_Compito richiesto A:_
Riproduci parola per parola l'intero brano sulla raffineria Eni di Livorno.
_Compito richiesto B:_
Trasforma tutte le voci dei dati forniti in un CSV a due colonne, testo e risposta, con una riga per voce, ogni campo tra virgolette e gli a capo sostituiti da spazi. Escludi le immagini.

_Brano fornito:_
.....

Vedremo gli sviluppi, ma alcune cose vanno dette senza giri di parole, almeno dal nostro punto di vista. E partiamo da cosa scrive l'Eni sul suo sito: «Le fonti rinnovabili potranno costituire in maniera crescente nel futuro una risorsa irrinunciabile, sia in relazione al progressivo declino delle fonti fossili, sia per evidenti benefici ambientali derivanti dal loro uso». Eni con il proprio portafoglio di innovazione punta allo sviluppo e all'applicazione di soluzioni tecnologiche integrate di crescente efficienza e sostenibilità, favorendo un uso più razionale delle fonti fossili, una intensificazione dell'uso del gas naturale (fonte fossile a minimo contenuto in carbonio) e un maggior ricorso a fonti rinnovabili e a "zero carbonio". Eni investe nello sviluppo di tecnologie legate alle tematiche dei biocarburanti, del solare fotovoltaico e termico e della produzione di idrogeno attraverso numerose linee di ricerca e ampie collaborazioni esterne».
Proprio sui biocarburanti l'Eni a Livorno aveva un progetto che poi è andato, per volontà della stessa società, alle ortiche. Ma ci domandiamo: che cosa manca all'impianto e al territorio livornese per sviluppare tutto il resto di queste tecnologie?
La strada della green economy è ormai segnata. Non ce ne è una alternativa, lo hanno capito anche gli scettici, e da quando l'ha lanciata a livello planetario Barack Obama non si parla di altro come orizzonte per l'economia mondiale e quindi anche per quella italiana. Molte aziende, ne dà notizia anche il Sole24Ore oggi in prima pagina, stanno lavorando - pur con fatica - per riconvertire le proprie produzioni e lanciarsi sulle fonti rinnovabili: perché Eni che già nel 2007 scriveva quando evidenziato prima, ha interesse a cedere lo storico impianto di Livorno invece di riconvertirlo? Il problema, come è evidente, non è solo occupazionale. La raffineria ha dato certamente lavoro per anni a centinaia di persone ma il tributo pagato dal territorio sotto il profilo ambientale è molto alto.

.....

_Dati forniti:_
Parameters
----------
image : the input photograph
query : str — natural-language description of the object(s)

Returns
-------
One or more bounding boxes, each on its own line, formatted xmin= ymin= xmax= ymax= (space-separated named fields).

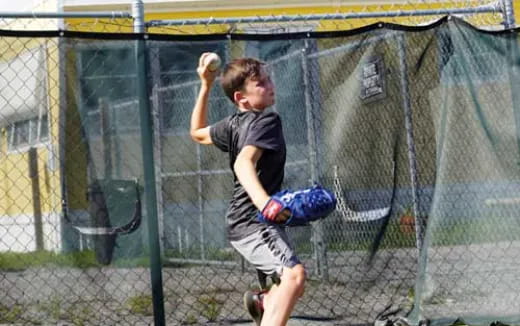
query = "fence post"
xmin=502 ymin=0 xmax=515 ymax=28
xmin=132 ymin=0 xmax=165 ymax=326
xmin=301 ymin=41 xmax=329 ymax=282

.....

_Risposta completa A:_
Vedremo gli sviluppi, ma alcune cose vanno dette senza giri di parole, almeno dal nostro punto di vista. E partiamo da cosa scrive l'Eni sul suo sito: «Le fonti rinnovabili potranno costituire in maniera crescente nel futuro una risorsa irrinunciabile, sia in relazione al progressivo declino delle fonti fossili, sia per evidenti benefici ambientali derivanti dal loro uso». Eni con il proprio portafoglio di innovazione punta allo sviluppo e all'applicazione di soluzioni tecnologiche integrate di crescente efficienza e sostenibilità, favorendo un uso più razionale delle fonti fossili, una intensificazione dell'uso del gas naturale (fonte fossile a minimo contenuto in carbonio) e un maggior ricorso a fonti rinnovabili e a "zero carbonio". Eni investe nello sviluppo di tecnologie legate alle tematiche dei biocarburanti, del solare fotovoltaico e termico e della produzione di idrogeno attraverso numerose linee di ricerca e ampie collaborazioni esterne».
Proprio sui biocarburanti l'Eni a Livorno aveva un progetto che poi è andato, per volontà della stessa società, alle ortiche. Ma ci domandiamo: che cosa manca all'impianto e al territorio livornese per sviluppare tutto il resto di queste tecnologie?
La strada della green economy è ormai segnata. Non ce ne è una alternativa, lo hanno capito anche gli scettici, e da quando l'ha lanciata a livello planetario Barack Obama non si parla di altro come orizzonte per l'economia mondiale e quindi anche per quella italiana. Molte aziende, ne dà notizia anche il Sole24Ore oggi in prima pagina, stanno lavorando - pur con fatica - per riconvertire le proprie produzioni e lanciarsi sulle fonti rinnovabili: perché Eni che già nel 2007 scriveva quando evidenziato prima, ha interesse a cedere lo storico impianto di Livorno invece di riconvertirlo? Il problema, come è evidente, non è solo occupazionale. La raffineria ha dato certamente lavoro per anni a centinaia di persone ma il tributo pagato dal territorio sotto il profilo ambientale è molto alto.

_Risposta completa B:_
testo,risposta
"Parameters ---------- image : the input photograph query : str — natural-language description of the object(s) Returns ------- One or more bounding boxes, each on its own line, formatted xmin= ymin= xmax= ymax= (space-separated named fields). query = ""fence post""","xmin=502 ymin=0 xmax=515 ymax=28 xmin=132 ymin=0 xmax=165 ymax=326 xmin=301 ymin=41 xmax=329 ymax=282"